__What you will do__
Update the material below by changing every "clearly visible" to "easy to spot" and leaving everything else as it is.

── Entries shown

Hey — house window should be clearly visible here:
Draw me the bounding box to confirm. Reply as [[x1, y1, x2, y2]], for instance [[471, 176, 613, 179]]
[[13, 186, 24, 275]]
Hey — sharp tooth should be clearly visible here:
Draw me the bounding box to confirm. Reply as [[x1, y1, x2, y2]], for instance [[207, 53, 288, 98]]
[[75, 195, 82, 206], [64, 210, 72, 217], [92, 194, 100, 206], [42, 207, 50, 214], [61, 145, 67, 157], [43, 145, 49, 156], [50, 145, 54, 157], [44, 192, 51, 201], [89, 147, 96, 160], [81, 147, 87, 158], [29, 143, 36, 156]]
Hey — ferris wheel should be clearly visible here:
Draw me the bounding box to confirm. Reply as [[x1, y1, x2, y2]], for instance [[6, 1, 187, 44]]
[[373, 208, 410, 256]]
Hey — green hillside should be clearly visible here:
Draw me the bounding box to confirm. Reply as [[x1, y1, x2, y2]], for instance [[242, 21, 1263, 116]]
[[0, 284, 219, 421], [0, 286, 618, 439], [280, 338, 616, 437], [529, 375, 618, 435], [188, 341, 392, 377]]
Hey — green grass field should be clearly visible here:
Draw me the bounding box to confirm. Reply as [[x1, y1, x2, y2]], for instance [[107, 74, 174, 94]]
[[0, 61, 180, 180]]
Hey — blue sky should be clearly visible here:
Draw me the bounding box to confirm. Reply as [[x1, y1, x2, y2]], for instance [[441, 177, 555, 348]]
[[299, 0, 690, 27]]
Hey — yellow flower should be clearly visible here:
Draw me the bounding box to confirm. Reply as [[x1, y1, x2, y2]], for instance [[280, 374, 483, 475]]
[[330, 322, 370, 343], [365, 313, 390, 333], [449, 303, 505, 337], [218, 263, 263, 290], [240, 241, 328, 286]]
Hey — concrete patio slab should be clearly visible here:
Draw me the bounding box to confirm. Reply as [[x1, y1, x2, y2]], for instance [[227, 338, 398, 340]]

────

__Finished answer__
Hey — house window should be easy to spot here:
Draw me the bounding box to confirm. Reply as [[x1, y1, x2, y2]], for instance [[471, 176, 613, 179]]
[[13, 186, 24, 275]]
Hey — sharp tooth should be easy to spot here:
Draw me the bounding box to confirm. Reply as [[x1, y1, x2, y2]], for instance [[207, 53, 288, 98]]
[[75, 195, 82, 206], [64, 210, 72, 217], [92, 194, 100, 206], [42, 207, 50, 214], [61, 145, 67, 157], [43, 145, 49, 156], [50, 145, 54, 157], [44, 192, 51, 201], [89, 147, 96, 160], [81, 147, 87, 158], [29, 143, 36, 156]]
Hey — ferris wheel should be easy to spot here:
Draw me the bounding box to confirm. Reply as [[x1, y1, x2, y2]], for instance [[6, 1, 187, 44]]
[[373, 208, 410, 256]]
Hey — green hillside should be easy to spot here:
Draw me the bounding box to confirm. Reply as [[x1, y1, x2, y2]], for instance [[242, 21, 1263, 116]]
[[0, 284, 219, 421], [0, 286, 618, 439], [280, 338, 616, 437], [529, 375, 618, 435], [188, 341, 392, 377]]
Hey — green grass field should be easy to spot here:
Draw me the bounding box to confirm. Reply as [[x1, y1, x2, y2]], for instance [[107, 74, 174, 94]]
[[0, 61, 180, 180]]
Hey — blue sky should be easy to spot here:
Draw me the bounding box to confirm. Reply as [[x1, y1, x2, y2]], for instance [[441, 177, 555, 348]]
[[299, 0, 690, 27]]
Hey — yellow flower should be easy to spot here:
Draw me the bounding box to confirm. Reply as [[x1, y1, x2, y2]], for instance [[280, 374, 483, 475]]
[[330, 322, 370, 343], [365, 313, 390, 333], [449, 303, 505, 337], [218, 263, 263, 290], [240, 241, 328, 286]]
Hey — concrete patio slab should be easy to spot here:
Draw me the bounding box to confirm. Reply as [[x1, y1, x2, y2]], for instance [[227, 338, 398, 340]]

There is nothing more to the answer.